START EXTRACTED MATERIAL

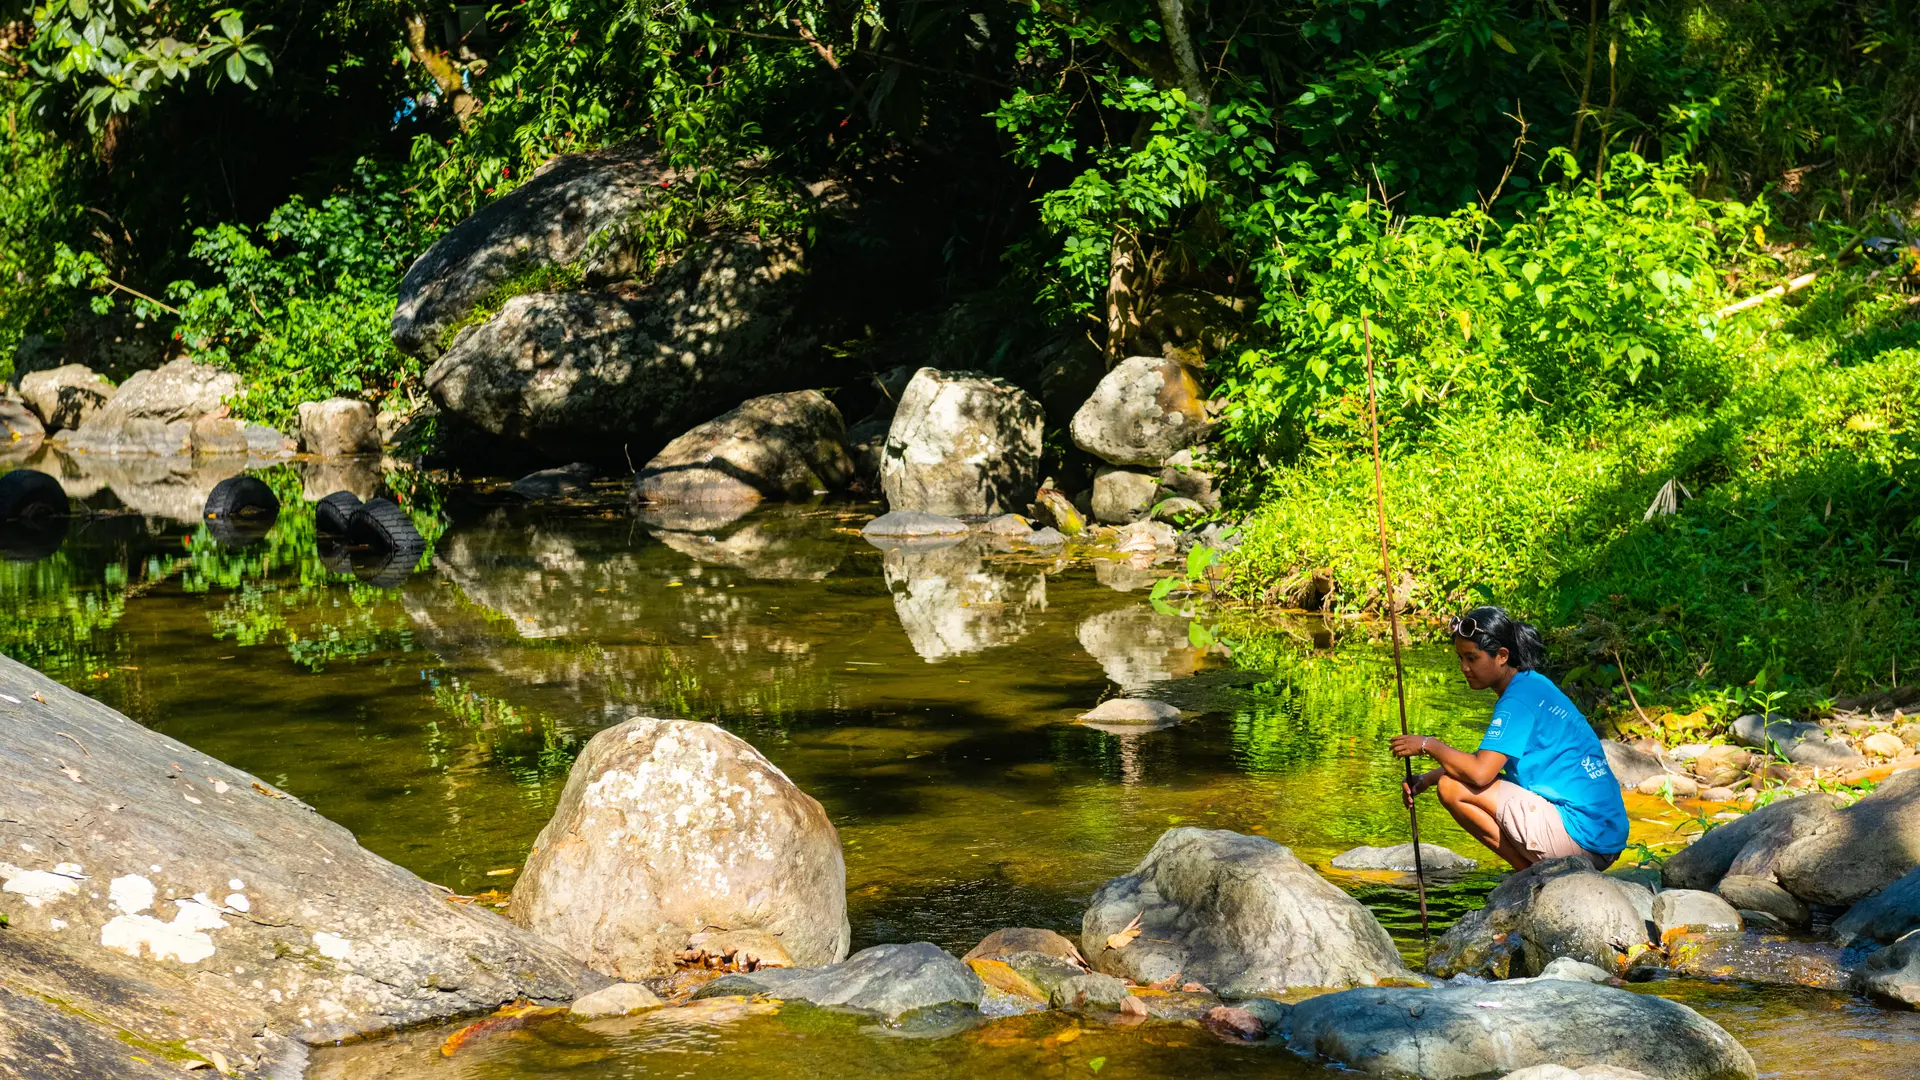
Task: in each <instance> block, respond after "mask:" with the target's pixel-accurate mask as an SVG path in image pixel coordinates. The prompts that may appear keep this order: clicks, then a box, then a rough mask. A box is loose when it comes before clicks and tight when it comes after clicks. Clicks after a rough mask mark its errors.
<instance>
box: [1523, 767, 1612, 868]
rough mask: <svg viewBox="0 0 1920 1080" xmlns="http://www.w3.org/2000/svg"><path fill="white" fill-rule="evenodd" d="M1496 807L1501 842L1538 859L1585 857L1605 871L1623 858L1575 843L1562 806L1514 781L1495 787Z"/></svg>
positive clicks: (1594, 865)
mask: <svg viewBox="0 0 1920 1080" xmlns="http://www.w3.org/2000/svg"><path fill="white" fill-rule="evenodd" d="M1494 805H1496V807H1500V809H1498V811H1496V813H1494V821H1498V822H1500V836H1501V840H1507V842H1509V844H1513V846H1517V847H1521V849H1523V851H1526V853H1528V855H1532V857H1534V859H1563V857H1567V855H1582V857H1586V861H1588V863H1594V869H1596V871H1605V869H1607V867H1611V865H1613V861H1615V859H1619V857H1620V853H1619V851H1615V853H1611V855H1596V853H1594V851H1588V849H1586V847H1580V846H1578V844H1574V842H1572V836H1569V834H1567V822H1565V821H1561V813H1559V807H1557V805H1553V803H1549V801H1548V799H1546V798H1544V796H1540V794H1536V792H1528V790H1526V788H1523V786H1519V784H1515V782H1511V780H1498V782H1496V784H1494Z"/></svg>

END EXTRACTED MATERIAL

YOUR TASK:
Only the lines above starting with the one with "box: [1523, 767, 1612, 868]" and going through the one with "rough mask: <svg" are to be copied, word for word and with both ends kept.

RESPONSE TO THE TASK:
box: [1523, 767, 1612, 868]
rough mask: <svg viewBox="0 0 1920 1080" xmlns="http://www.w3.org/2000/svg"><path fill="white" fill-rule="evenodd" d="M1496 807L1501 842L1538 859L1585 857L1605 871L1623 858L1575 843L1562 806L1514 781L1495 787Z"/></svg>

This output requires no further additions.